▶ [Challenge] In the thread on identifying birds by sound, rewrite the paragraph that begins "With sound, recordings can easily be quite directional" as a short list that keeps its main points.

▶ [Selection]

☆ ☆ ☆ ☆

With sound, recordings can easily be quite directional, and there are many features of bird songs and calls that separate them from the background (repetition, bursts of ‘pure’ tones). And continuous background noise can often be removed by analysing the ‘quiet’ patches between notes. Certainly frequency analysis would be part of identifying calls, but feeding spectrograms into a computer vision system actually seems rather backward as it would only be looking at one element - a bit like identifying photos just from colour analysis. [just been reading more about spectrograms, and maybe this approach has possibilities after all]

1 Like

How do those apps which identify a song or even a movie from just a small sample of the sound work? Perhaps those technologies would work for bird songs?

1 Like

here’s the paper that describes the first major implementation:

here’s someone who describes how to code this:

i would guess that this algorithm might be too sensitive to variations of a call between individuals and even different instances of an individual’s own calls and doesn’t account for some of the subtleties that make one sound different from another. (it seems to focus on the pattern of changes in tone. it might be able to differentiate between the studio version of a song and a live performance, but it might not be able to tell you that they were performed by the same band.)


I am an amateur music composer producer/editor and I have always been impressed by how much longer everything takes with sound than with image, because time has to pass. So tiwane’s suggesion of spectograms made immediate sense. Much as I love sound. And especially Nature sounds like bird calls and streams. (I once made a short movie in the bush, and edited the soundtrack separately, as one does. I had a heap of recordings of different parts of the stream and it was fascninating to discover that I recognised the stream sound at different places).


Yes we aren’t trying to match against one recorded instance of a song, each rendition is more like a jazz improvisation of a community standard. And of course there are some birds that go out of their way to mimic other birds, or environmental sounds (car alarms even), and most species have local variations of the theme anyway. But I’m sure that I’ve heard of applications automatically IDing bird songs … I better go have a look … (must be easier than speech recognition :-)


yes, i’m not saying it couldn’t be done. i’m just saying the way that music recognition apps do it might not work. do you know of any apps that are particularly good and how they work?

i think speech recognition is probably easier because you’re dealing with a finite set of phonemes and how they’re strung together to form words and phrases. with a generic sound matching app, there are too many subtleties to try to match on, i would think. if you limited your recognition app to, say, just bird calls, that might be easier though.

1 Like

It is almost certainly technically possible, whether it’s possible to make something that is accurate enough to be useful in a reasonable amount of time is another matter.

There are bat detector which will automatically identify bats so generating IDs from sounds is clearly possible. “The Echo Meter Touch 2 currently covers bats found in North America, the Neotropics, U.K., Europe and South Africa.” I haven’t used it and obviously it only identifies a limited number of species (bats) and I would guess background noise will be less of a problem in the ultrasonic spectrum.


A search for “automatically identify bird songs” gets lots of apps, and adding “open source” to that search produces a few really interesting projects. Here’s a couple that perked my interest:

And there’s even mention of software from my local university called Weka.


I use BirdNET which is useful at times for Identifying birds by noises. It would be a nice addition to make sound ID’s more common. I already use Sound to ID animals but there are fewer verifications/takes longer to be verified. It might make sound ID’s verified more often as people can compare the noises more easily.

1 Like

I’m going to close this request. It’s on our radar and might eventually be added if feasible, but I think we’'ll focus on improving the image recognition model before moving to sound.

☆ ☆ ☆ ☆

▶ [Recorded data]
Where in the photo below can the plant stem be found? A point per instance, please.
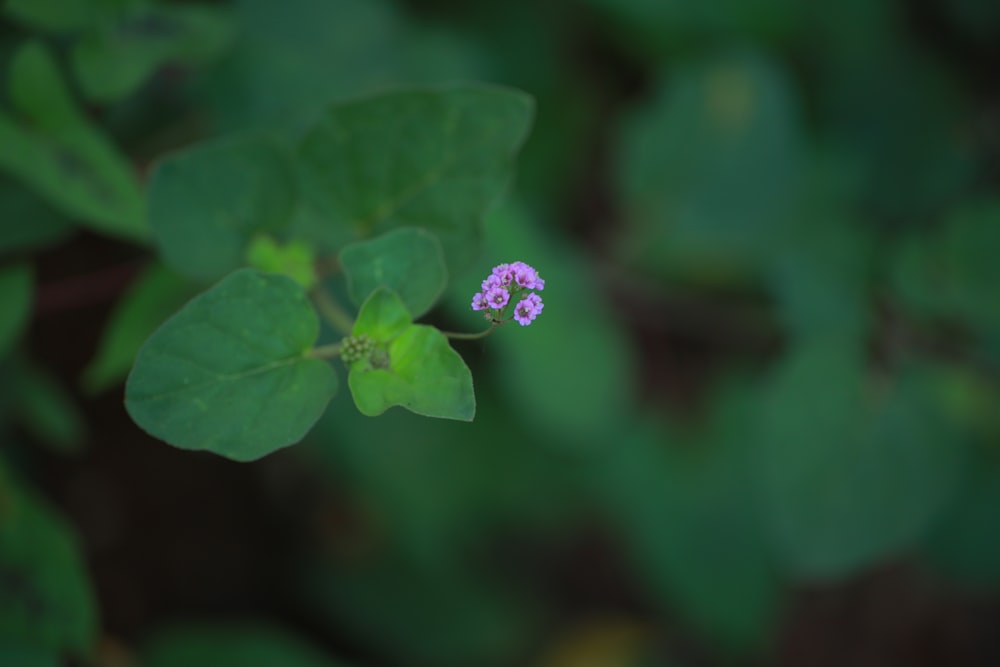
(332, 311)
(325, 351)
(473, 336)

☆ ☆ ☆ ☆

▶ [Output of the task]
- Sound recordings can easily be quite directional.
- Bird songs and calls have many features that separate them from the background, such as repetition and bursts of "pure" tones.
- Continuous background noise can often be removed by analyzing the quiet patches between notes.
- Frequency analysis would certainly be part of identifying calls.
- Feeding spectrograms into a computer vision system seemed backward, because it would look at only one element, much like identifying photos from color analysis alone.
- After reading more about spectrograms, the poster thinks this approach may have possibilities after all.